» **TO DO**: Could you copy every record below exactly as it stands?

» **MATERIAL TO PROCESS**:
━━━━

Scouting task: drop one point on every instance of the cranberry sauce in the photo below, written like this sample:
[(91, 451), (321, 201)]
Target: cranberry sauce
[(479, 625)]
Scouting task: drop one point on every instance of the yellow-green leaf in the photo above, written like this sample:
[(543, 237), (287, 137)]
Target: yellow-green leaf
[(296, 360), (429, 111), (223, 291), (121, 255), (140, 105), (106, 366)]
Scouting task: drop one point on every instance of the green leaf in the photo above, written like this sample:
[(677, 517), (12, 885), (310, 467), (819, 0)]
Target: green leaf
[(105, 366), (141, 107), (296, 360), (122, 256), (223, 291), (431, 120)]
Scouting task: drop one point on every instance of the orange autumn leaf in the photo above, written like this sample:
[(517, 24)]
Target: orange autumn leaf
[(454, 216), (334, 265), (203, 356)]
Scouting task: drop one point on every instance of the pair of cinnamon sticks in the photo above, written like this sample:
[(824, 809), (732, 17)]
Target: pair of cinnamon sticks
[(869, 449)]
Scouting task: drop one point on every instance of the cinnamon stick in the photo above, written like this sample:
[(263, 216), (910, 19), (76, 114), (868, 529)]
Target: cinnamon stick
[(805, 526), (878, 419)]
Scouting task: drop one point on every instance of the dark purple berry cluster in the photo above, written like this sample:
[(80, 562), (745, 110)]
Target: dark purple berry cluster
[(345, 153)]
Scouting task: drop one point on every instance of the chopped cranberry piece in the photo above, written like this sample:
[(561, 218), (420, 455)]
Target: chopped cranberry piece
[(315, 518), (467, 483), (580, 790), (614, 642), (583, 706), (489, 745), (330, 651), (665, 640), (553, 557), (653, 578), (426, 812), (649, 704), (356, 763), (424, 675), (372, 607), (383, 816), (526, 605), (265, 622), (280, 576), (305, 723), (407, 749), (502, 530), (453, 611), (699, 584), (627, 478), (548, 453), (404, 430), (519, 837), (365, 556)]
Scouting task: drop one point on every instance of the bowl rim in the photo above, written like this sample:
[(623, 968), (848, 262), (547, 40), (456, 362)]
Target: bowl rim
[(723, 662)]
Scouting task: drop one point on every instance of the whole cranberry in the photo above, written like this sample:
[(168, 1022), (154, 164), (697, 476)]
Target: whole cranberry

━━━━

» **REPLY**:
Scouting task: drop one point on every instance of the cranberry sauce in the photo below, written like this sample:
[(91, 451), (321, 201)]
Target: cranberry sauce
[(479, 625)]
Scouting task: drop one point on every instance of the yellow-green leaf in the photo above, written like this sample:
[(543, 237), (287, 137)]
Target: yellow-green leaf
[(296, 360), (429, 111), (223, 291), (121, 255), (140, 105), (106, 366)]
Scouting task: drop one point on every instance of the green leaf in the photo above, written like this sample:
[(677, 517), (12, 885), (310, 467), (819, 0)]
Target: green leaf
[(105, 366), (141, 107), (296, 360), (122, 256), (223, 291), (431, 120)]
Scouting task: drop one point on every instance of the orange autumn leaf in the photo above, written like this sample:
[(517, 24)]
Target: orange autumn leaf
[(454, 216), (334, 265), (203, 356)]
Scouting task: drop one point on every instance of the pair of cinnamon sticks in the photo above, written like this sample:
[(824, 809), (732, 17)]
Target: pair of cinnamon sticks
[(869, 449)]
Scouting task: drop one point on every instance of the cinnamon stick in the photo above, written like this sample:
[(263, 216), (910, 19), (76, 114), (868, 529)]
Target: cinnamon stick
[(805, 526), (878, 419)]
Scouting task: drop one point on every instance of the dark purple berry cluster in the photo above, written like this sample:
[(80, 562), (745, 110)]
Target: dark purple berry cluster
[(345, 153)]
Scouting task: drop one point on every instance of the chopped cranberry piece in the photo above, written like this sample:
[(561, 218), (420, 455)]
Target: chopped cranberry piece
[(315, 518), (467, 483), (580, 790), (614, 642), (583, 706), (489, 745), (330, 651), (665, 640), (553, 557), (653, 578), (426, 812), (649, 704), (356, 763), (424, 675), (372, 607), (383, 816), (526, 605), (265, 622), (280, 576), (305, 723), (407, 749), (502, 530), (453, 611), (699, 584), (627, 478), (548, 453), (404, 430), (519, 837), (365, 556)]
Scouting task: drop one point on every instance of the bowl rim in the photo above, written like this sample:
[(623, 968), (848, 262), (547, 40), (456, 362)]
Target: bowl rim
[(723, 662)]
Scouting task: drop one point on every instance of the whole cranberry in the photo above, written like this sample:
[(168, 1022), (154, 164), (697, 476)]
Target: whole cranberry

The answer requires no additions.